■ **DATA SHOWN**
>> Begin

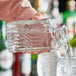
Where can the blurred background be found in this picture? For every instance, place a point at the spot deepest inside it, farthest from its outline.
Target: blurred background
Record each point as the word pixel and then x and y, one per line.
pixel 64 11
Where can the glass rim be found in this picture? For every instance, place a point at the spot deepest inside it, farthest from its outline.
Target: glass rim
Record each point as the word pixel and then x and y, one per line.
pixel 28 21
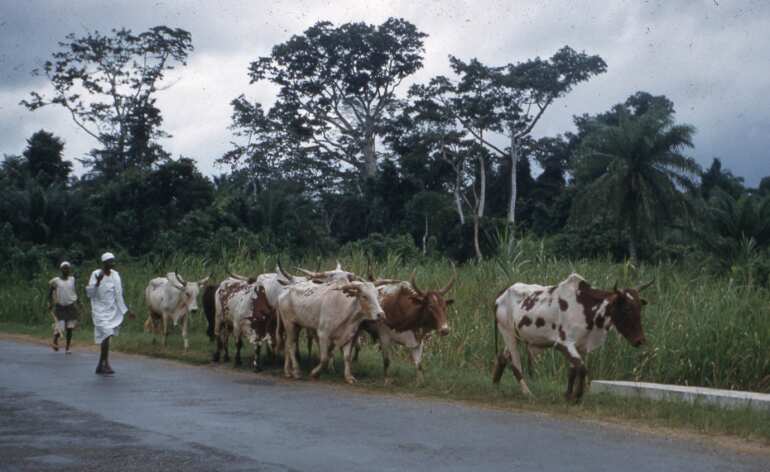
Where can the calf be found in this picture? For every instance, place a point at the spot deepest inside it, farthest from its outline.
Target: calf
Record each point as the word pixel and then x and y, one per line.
pixel 572 317
pixel 242 310
pixel 171 298
pixel 411 315
pixel 334 310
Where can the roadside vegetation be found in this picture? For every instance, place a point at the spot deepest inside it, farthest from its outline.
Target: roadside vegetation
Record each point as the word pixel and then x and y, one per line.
pixel 349 163
pixel 702 330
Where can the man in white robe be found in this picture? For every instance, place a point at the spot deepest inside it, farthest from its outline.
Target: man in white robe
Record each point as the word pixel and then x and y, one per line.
pixel 105 289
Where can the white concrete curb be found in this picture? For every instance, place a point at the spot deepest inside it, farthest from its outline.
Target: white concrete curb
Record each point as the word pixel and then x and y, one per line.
pixel 710 396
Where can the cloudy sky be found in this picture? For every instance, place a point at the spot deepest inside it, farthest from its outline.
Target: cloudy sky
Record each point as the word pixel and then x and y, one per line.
pixel 711 57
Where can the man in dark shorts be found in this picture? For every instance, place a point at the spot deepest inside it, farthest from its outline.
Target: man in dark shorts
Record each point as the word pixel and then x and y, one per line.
pixel 63 301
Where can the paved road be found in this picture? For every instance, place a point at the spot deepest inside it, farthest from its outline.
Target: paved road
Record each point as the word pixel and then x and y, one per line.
pixel 55 414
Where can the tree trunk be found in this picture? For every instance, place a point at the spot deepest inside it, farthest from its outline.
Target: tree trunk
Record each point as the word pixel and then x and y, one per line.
pixel 482 186
pixel 476 247
pixel 458 200
pixel 514 178
pixel 370 157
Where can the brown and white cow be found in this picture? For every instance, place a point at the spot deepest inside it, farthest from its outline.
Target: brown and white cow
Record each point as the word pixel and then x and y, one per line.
pixel 411 315
pixel 242 310
pixel 334 311
pixel 170 299
pixel 572 317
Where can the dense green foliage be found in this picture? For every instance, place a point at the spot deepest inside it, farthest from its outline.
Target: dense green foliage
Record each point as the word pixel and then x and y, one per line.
pixel 347 159
pixel 702 330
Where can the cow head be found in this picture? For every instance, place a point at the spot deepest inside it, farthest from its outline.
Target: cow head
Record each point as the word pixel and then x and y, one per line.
pixel 625 310
pixel 189 290
pixel 366 295
pixel 262 313
pixel 433 303
pixel 338 274
pixel 242 278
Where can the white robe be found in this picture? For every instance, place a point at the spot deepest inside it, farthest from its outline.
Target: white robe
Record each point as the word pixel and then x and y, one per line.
pixel 107 304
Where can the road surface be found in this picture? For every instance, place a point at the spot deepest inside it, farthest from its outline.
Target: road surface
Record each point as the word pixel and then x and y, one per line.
pixel 55 414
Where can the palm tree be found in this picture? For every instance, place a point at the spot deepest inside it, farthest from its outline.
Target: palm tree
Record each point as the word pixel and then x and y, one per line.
pixel 633 169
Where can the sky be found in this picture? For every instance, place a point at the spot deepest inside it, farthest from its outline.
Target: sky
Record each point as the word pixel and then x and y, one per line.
pixel 711 57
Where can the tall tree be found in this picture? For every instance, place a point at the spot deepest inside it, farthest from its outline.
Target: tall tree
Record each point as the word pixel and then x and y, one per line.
pixel 635 171
pixel 511 99
pixel 336 84
pixel 44 159
pixel 108 83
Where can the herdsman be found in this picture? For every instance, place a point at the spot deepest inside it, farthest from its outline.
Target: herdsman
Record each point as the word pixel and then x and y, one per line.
pixel 64 304
pixel 105 289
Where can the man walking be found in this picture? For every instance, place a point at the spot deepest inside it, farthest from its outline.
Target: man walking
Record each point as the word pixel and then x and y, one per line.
pixel 62 300
pixel 105 289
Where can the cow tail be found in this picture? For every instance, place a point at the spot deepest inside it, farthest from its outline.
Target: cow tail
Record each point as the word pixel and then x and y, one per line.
pixel 494 321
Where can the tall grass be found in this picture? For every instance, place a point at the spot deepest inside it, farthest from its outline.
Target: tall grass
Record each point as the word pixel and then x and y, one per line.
pixel 701 329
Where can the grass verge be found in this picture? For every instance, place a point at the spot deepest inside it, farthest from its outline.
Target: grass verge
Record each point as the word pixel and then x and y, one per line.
pixel 742 429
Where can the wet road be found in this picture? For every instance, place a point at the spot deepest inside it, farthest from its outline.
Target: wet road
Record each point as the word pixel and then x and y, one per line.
pixel 55 414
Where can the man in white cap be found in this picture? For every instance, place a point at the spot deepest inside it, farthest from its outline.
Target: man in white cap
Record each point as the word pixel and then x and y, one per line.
pixel 63 303
pixel 108 307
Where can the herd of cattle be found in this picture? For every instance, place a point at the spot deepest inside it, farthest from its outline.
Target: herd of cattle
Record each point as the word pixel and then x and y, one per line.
pixel 336 307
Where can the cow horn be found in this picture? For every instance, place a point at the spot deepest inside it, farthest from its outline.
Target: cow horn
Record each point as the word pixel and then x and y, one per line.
pixel 380 282
pixel 312 275
pixel 369 274
pixel 414 283
pixel 444 290
pixel 287 275
pixel 644 286
pixel 179 278
pixel 236 276
pixel 350 290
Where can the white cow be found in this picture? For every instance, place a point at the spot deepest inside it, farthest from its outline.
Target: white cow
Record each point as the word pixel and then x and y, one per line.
pixel 242 309
pixel 171 298
pixel 334 310
pixel 572 317
pixel 276 283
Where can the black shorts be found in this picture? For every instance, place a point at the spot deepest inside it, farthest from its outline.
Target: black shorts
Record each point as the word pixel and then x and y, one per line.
pixel 66 312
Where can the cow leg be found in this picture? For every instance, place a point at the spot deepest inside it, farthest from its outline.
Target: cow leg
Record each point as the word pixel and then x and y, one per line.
pixel 238 347
pixel 290 362
pixel 215 357
pixel 385 343
pixel 165 331
pixel 417 359
pixel 309 343
pixel 533 353
pixel 184 333
pixel 577 371
pixel 512 348
pixel 501 361
pixel 323 350
pixel 226 343
pixel 347 354
pixel 257 350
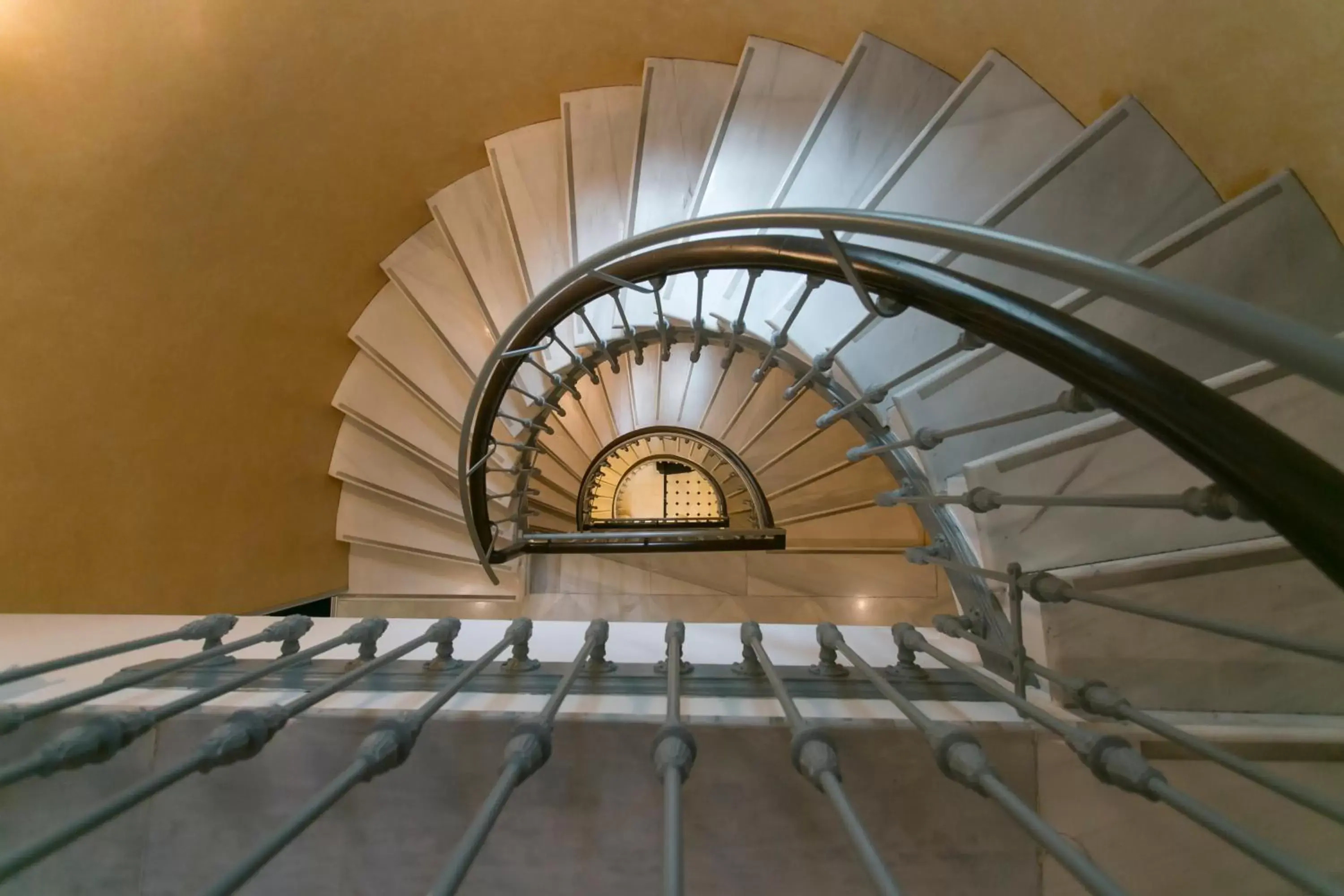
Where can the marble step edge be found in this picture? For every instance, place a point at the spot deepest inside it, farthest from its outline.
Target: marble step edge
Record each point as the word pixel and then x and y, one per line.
pixel 1166 249
pixel 921 144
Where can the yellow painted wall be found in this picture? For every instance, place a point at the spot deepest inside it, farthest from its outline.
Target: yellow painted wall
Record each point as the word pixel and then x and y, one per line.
pixel 195 195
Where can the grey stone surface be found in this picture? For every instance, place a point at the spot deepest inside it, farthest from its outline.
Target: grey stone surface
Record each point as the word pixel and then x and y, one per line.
pixel 108 860
pixel 590 823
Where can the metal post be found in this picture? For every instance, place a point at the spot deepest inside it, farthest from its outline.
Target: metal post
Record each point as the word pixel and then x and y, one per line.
pixel 1070 402
pixel 527 751
pixel 1100 699
pixel 963 759
pixel 740 324
pixel 674 755
pixel 385 749
pixel 879 393
pixel 210 629
pixel 698 322
pixel 1113 761
pixel 822 365
pixel 816 759
pixel 104 737
pixel 241 738
pixel 1019 648
pixel 1050 589
pixel 781 339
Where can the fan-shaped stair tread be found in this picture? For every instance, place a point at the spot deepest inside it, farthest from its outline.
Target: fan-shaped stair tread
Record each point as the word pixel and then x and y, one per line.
pixel 425 271
pixel 1162 667
pixel 991 136
pixel 471 214
pixel 394 334
pixel 1269 248
pixel 366 460
pixel 379 571
pixel 1090 460
pixel 370 519
pixel 879 105
pixel 682 104
pixel 373 397
pixel 776 95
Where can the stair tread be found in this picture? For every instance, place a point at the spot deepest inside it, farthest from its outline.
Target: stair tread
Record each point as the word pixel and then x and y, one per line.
pixel 371 396
pixel 1131 462
pixel 776 96
pixel 369 519
pixel 685 101
pixel 1269 248
pixel 425 271
pixel 881 103
pixel 363 458
pixel 601 129
pixel 471 214
pixel 996 129
pixel 393 332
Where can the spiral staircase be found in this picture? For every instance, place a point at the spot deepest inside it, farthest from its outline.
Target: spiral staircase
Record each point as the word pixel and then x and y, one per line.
pixel 754 359
pixel 787 342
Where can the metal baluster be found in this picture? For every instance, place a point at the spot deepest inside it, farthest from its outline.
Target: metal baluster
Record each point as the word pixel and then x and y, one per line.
pixel 822 365
pixel 1116 762
pixel 1101 699
pixel 1069 402
pixel 557 381
pixel 515 493
pixel 15 715
pixel 210 629
pixel 627 328
pixel 961 758
pixel 383 750
pixel 1049 589
pixel 781 339
pixel 740 326
pixel 1210 501
pixel 674 755
pixel 515 353
pixel 104 737
pixel 527 751
pixel 601 347
pixel 698 322
pixel 965 343
pixel 574 359
pixel 530 424
pixel 537 401
pixel 241 738
pixel 815 757
pixel 851 276
pixel 664 336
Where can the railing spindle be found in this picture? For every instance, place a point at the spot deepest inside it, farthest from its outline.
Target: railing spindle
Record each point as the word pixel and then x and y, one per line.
pixel 1069 402
pixel 674 755
pixel 815 758
pixel 1116 762
pixel 385 749
pixel 527 751
pixel 963 759
pixel 210 629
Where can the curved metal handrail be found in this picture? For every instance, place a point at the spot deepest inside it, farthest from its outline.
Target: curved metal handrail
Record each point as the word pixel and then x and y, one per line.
pixel 1296 347
pixel 1287 485
pixel 760 507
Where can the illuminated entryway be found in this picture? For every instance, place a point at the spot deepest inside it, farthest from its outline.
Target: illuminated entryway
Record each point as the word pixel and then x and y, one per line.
pixel 670 477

>> End

■ **DIRECTION**
Render the records from the line containing "Where can the dense" down through the line containing "pixel 242 278" as a two-column CSV with columns named instruction and points. Give one row per record, with the record's text under instruction and its answer under points, each in a single quoted field and with line breaks replaced by spaces.

■ **TASK RESULT**
instruction,points
"Where can the dense green foliage be found in this picture? For every instance, place a point at the spot deepest inside it, farthest from its outline. Target: dense green foliage Record each point as the word pixel and then x and y, one per line.","pixel 347 159 pixel 702 330"
"Where can the cow head be found in this picture? For every instance, place a point at the spot deepest inside it, farthest from its outline. Target: cow head Record each point as the word pixel and then x and y, one per line.","pixel 625 310 pixel 189 290 pixel 366 295 pixel 262 313 pixel 433 303 pixel 338 274 pixel 242 278"